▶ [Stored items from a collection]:
•••••

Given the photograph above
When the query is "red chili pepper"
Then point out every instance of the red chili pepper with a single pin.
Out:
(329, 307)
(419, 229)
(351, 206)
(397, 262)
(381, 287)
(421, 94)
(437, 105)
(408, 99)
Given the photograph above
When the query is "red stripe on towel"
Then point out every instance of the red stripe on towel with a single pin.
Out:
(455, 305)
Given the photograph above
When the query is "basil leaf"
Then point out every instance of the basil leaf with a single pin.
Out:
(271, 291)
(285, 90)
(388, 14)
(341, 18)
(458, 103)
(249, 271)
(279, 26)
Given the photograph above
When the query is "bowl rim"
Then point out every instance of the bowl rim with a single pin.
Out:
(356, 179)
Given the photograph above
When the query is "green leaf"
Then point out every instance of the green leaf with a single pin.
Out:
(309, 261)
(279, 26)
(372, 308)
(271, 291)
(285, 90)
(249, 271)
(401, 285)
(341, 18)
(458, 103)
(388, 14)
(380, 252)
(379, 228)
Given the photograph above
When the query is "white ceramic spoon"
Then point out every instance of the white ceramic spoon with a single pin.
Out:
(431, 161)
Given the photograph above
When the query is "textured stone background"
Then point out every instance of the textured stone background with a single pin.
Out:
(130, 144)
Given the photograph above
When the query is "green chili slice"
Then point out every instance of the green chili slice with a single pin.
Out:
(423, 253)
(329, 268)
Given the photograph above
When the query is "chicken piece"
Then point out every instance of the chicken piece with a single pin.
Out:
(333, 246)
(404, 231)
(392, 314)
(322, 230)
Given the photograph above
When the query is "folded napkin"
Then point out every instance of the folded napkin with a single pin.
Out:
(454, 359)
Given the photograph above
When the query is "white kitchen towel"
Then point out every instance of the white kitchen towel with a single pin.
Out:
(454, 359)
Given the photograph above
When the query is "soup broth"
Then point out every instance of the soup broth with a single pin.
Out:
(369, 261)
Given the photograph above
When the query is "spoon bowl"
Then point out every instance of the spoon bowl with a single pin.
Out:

•••••

▶ [What is required]:
Restate the whole listing exactly, leaving out nothing.

▶ [Final result]:
Given the photograph above
When the query is "red chili pepper"
Then point out every instance of the red chili pepper with a single pin.
Out:
(329, 307)
(419, 229)
(351, 206)
(397, 262)
(381, 287)
(421, 94)
(437, 105)
(408, 99)
Given the photograph above
When the query is "red stripe on towel"
Then point out every instance of the red stripe on towel with a single pin.
Out:
(455, 305)
Given the photograph above
When the query is "basil leaf"
Then point out every instance of the basil leaf with a single pin.
Out:
(271, 291)
(285, 90)
(388, 14)
(341, 18)
(458, 103)
(249, 271)
(279, 26)
Given the photograph above
When the query is "bowl rim"
Then point out every instance of the bowl rim with a single pin.
Out:
(356, 179)
Given the photograph above
When the query is "green leaf"
Then point out every instance of the green leaf with a single pin.
Out:
(309, 261)
(279, 26)
(372, 308)
(271, 291)
(285, 90)
(249, 271)
(401, 285)
(341, 18)
(458, 103)
(388, 14)
(380, 252)
(379, 228)
Given the photograph above
When the query is "white ceramic spoon"
Then point out every instance of the white ceramic spoon with a single pin.
Out:
(431, 161)
Given the photograph above
When the query is "textured stone background"
Then point out every instance of the textured stone background with a single pin.
Out:
(130, 144)
Given the photograph above
When the query is "green chili slice"
Then point out every instance of the green chili slice with a single pin.
Out:
(423, 253)
(329, 268)
Given the photograph above
When the query is "chicken piece"
Then point out every instance of the chicken piece with a single pin.
Out:
(333, 246)
(404, 231)
(392, 314)
(322, 230)
Given the photograph above
When the query is "folded napkin"
Then point out every instance of the folded napkin with a single pin.
Out:
(454, 359)
Given the photograph above
When the query is "white kitchen towel"
Then point out every instance of the white kitchen towel with a single pin.
Out:
(454, 359)
Given the photograph above
When the query is "soup broth"
Then point out every instance of the soup broth with a single pin.
Out:
(369, 261)
Given the photograph above
When the query is "spoon bowl"
Then point out every instance of the spoon bowl with a single pin.
Out:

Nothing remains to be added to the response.